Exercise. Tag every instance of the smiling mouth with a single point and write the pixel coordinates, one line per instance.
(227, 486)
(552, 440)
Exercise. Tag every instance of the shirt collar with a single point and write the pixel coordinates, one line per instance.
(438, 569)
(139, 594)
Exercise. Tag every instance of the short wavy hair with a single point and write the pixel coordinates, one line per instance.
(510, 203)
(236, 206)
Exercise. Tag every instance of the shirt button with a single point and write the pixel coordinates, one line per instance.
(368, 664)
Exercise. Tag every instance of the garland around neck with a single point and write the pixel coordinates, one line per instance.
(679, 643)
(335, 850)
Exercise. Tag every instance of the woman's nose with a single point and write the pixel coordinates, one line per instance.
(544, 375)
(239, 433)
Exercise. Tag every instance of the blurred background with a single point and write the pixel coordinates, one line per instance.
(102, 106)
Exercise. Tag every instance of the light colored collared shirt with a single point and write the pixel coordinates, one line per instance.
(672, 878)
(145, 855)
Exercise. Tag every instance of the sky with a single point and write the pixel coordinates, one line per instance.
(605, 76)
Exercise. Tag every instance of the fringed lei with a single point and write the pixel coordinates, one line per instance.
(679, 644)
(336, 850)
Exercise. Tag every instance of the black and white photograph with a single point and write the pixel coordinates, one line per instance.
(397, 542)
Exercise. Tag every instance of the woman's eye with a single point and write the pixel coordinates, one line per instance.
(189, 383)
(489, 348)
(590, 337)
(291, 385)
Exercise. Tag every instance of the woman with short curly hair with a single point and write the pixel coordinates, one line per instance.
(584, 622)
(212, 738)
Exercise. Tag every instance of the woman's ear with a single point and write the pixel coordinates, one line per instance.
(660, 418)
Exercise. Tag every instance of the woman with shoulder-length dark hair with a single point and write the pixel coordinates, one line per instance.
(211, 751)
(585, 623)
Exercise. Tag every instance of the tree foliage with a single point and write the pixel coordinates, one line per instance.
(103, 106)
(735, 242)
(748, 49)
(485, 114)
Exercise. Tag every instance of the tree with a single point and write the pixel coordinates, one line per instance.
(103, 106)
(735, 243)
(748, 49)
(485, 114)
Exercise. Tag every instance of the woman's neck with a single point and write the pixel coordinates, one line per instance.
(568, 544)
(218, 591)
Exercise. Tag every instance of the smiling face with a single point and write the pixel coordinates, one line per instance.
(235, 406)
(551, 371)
------------------------------
• Required work:
Copy all of the data above line for line, with no changes.

• Exercise answer:
Exercise. Tag every instance of the smiling mouth with a single point and write the pixel coordinates, one line per instance.
(227, 486)
(552, 440)
Exercise. Tag every instance of the shirt collar with a single point and write the pixel coordinates, one line per instance.
(438, 569)
(139, 594)
Exercise. Tag every instance of the short wavy hair with a single point and write the pixel coordinates, one line per instance.
(510, 203)
(236, 206)
Exercise. Tag every instance of the shirt button with a single point and write the pixel coordinates, one line per instance.
(368, 664)
Exercise. Tag every instance of the garland around neck with a single point and write the pixel coordinates, one line per instance.
(679, 643)
(335, 850)
Exercise. Tag every instance of the woman's nose with a single point and write the pixel coordinates, one line per instance.
(544, 375)
(239, 433)
Exercise. Tag every instance of the blurred background with a single point and write the pixel coordinates, one line per instance.
(102, 106)
Exercise. Tag every instance of the light colored collared shirt with a single point and write the pixel coordinates, one line per instance.
(672, 878)
(145, 855)
Exercise. Tag every instance of the sky with a single point and write the pixel coordinates, one line per instance.
(605, 76)
Exercise. Tag every instance of the fringed lei with a single point and write the pixel coordinates, one line per instance.
(679, 644)
(336, 850)
Exercise. Tag every instance of the black and white photograph with a single point and write the pixel coordinates, one line per instance.
(397, 542)
Exercise. Tag every instance of the woman's eye with a single point and write the pixel coordinates, one line per instance.
(189, 383)
(489, 348)
(590, 337)
(291, 385)
Exercise. Tag every instance of the woman with short curly hair with a single point and write the pixel coordinates, one line per instance.
(584, 622)
(212, 738)
Exercise. Tag every instance of the woman's ear with a single point and write the pixel coordinates, one line per instance.
(660, 418)
Exercise. Tag every instance of the woman with shoulder-length dark hair with a single point and write the pixel coordinates, one line per instance.
(211, 751)
(585, 623)
Exercise. Tag every instance of the tree foliage with a single point and write the pixel coordinates, one line per instance.
(103, 106)
(735, 242)
(748, 49)
(485, 114)
Exercise. Tag every instance of the tree with a single point and write the pixel coordinates, one line per instance.
(103, 106)
(735, 243)
(748, 49)
(485, 114)
Exercise. Tag every instance of the woman's neck with a single point and write the pixel coordinates, one line per instance.
(568, 544)
(218, 591)
Exercise. Tag every instance of the smiling face with a single point and write the pixel coordinates, one line per instance.
(235, 406)
(551, 371)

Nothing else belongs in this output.